- EXERCISE PASSAGE:
Now, the ordinary Indian does not need to be told about deposits; he has heard it discussed ad infinitum; indeed, entire conversations at dinner tables were conducted over the most appropriate deposits, complete with sub-topics such as friendly rates, convenient servicing and so on.
My interest, as you may have guessed already, is principally in variable-return options. Modernists who discuss these usually take comfort in the broad, general-purpose term, “market-driven performance”.
Yes, I am alluding to mutual funds and other managed products. All of these have a few things in common – these have a fund manager, these impose charges on investors, these are often distributed by professionally-guided intermediaries. In short, there are many regulations that govern their structure, sale, administration and transaction.
Now, your retirement plan usually has to rely on these alternatives, both guaranteed-return securities and market-driven performers. A sound mix of the two is often recommended by advisors. The latter, needless to say, have a way of presenting the choicest products. Advisory services by the best-in-class professionals normally come at a hefty price. The latter is nearly universally termed as “fees”.
As for the actual operation, the investor concerned must choose prudently. He has to create the most appropriate mix of assets. He has to monitor them as closely as possible. And, certainly, he must make the right kind of changes so as to derive the most optimum yield from his assets.
Such changes need to be executed in terms of buying, selling and holding of securities. Between these functions, a lot of things are bound to happen – NFOs have to be purchased, IPOs have to be applied for, under-performing holdings have to be discarded, sectoral allocations have to be tweaked. Believe me, the duties and responsibilities of an investor (towards himself) are absolutely sacrosanct – and, in this day and age, surely not easy to carry out.
Speaking of duties and responsibilities, the third aspect, Transfer, is where we make our next transition.
This, I should warn you, is probably the most challenging aspect of the sequence we started with. Transfer of resources from the riskier to the safer, is what I have in mind in particular. For the would-be retiree, this may well turn out to be a mammoth exercise.
Moving from market-driven (and, therefore, volatile) asset classes to more staid income-generating alternatives is no mean task, as you will well appreciate. A retired person typically is troubled with tapering income streams. His active income generating years are well past him, and he needs to be happy with less. However, as everybody knows, it is extremely difficult to scale down one’s lifestyle in an age where consumption is rampantly conspicuous.
When retirement beckons, here are three critical points that may be considered:
• Scale down non-essential costs that are lifestyle-dominated
• Focus on the stash you may have put together to meet healthcare expenses
• Stay liquid to be greater extent. Fewer assets should be in a “lock-in” mode than before.
What if you need cash in a day’s notice? What if you need to pay for sudden, unforeseen hospitalisation? These are very valid – and quite relevant – questions for those who are approaching their golden years.
The last word
I wish to end on a positive note, unlike doomsayer economists who mope and moan almost every time. And that is because I see what I call “green shoots of awareness” among the conscious, discerning income earners. There is far greater awareness of retirement. People discuss social security (or its absence) in social gatherings more frequently these days. Investment conferences deal with relevant issues at greater lengths than before. The media too plays a more diligent role in spreading knowledge about retirement. All these are bound to make one’s job easier.
It is, shall I say, extremely encouraging to meet young women and men discuss their saving strategies. The fact that many of them are fresh out of universities or are into their first jobs as professionals makes a bonny little idea come true. Every time.

- LIST OF TASKS:
(a) According to the retirement passage, why is moving from market-driven assets to income-generating ones hard for a retired person? Answer in one to three sentences.
(b) In the retirement passage, echo the words from "Now, your retirement" to "from his assets.".
Work from the retirement passage alone.

- DATASET:
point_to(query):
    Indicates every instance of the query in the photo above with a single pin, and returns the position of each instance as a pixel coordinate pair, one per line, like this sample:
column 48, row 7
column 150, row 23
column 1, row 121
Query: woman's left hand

- RESPONSES PER TASK:
(a) A retired person's income streams are tapering because the active earning years are past, so he has to be happy with less. Scaling down one's lifestyle is extremely difficult in an age of rampantly conspicuous consumption.

(b)
Now, your retirement plan usually has to rely on these alternatives, both guaranteed-return securities and market-driven performers. A sound mix of the two is often recommended by advisors. The latter, needless to say, have a way of presenting the choicest products. Advisory services by the best-in-class professionals normally come at a hefty price. The latter is nearly universally termed as “fees”.
As for the actual operation, the investor concerned must choose prudently. He has to create the most appropriate mix of assets. He has to monitor them as closely as possible. And, certainly, he must make the right kind of changes so as to derive the most optimum yield from his assets.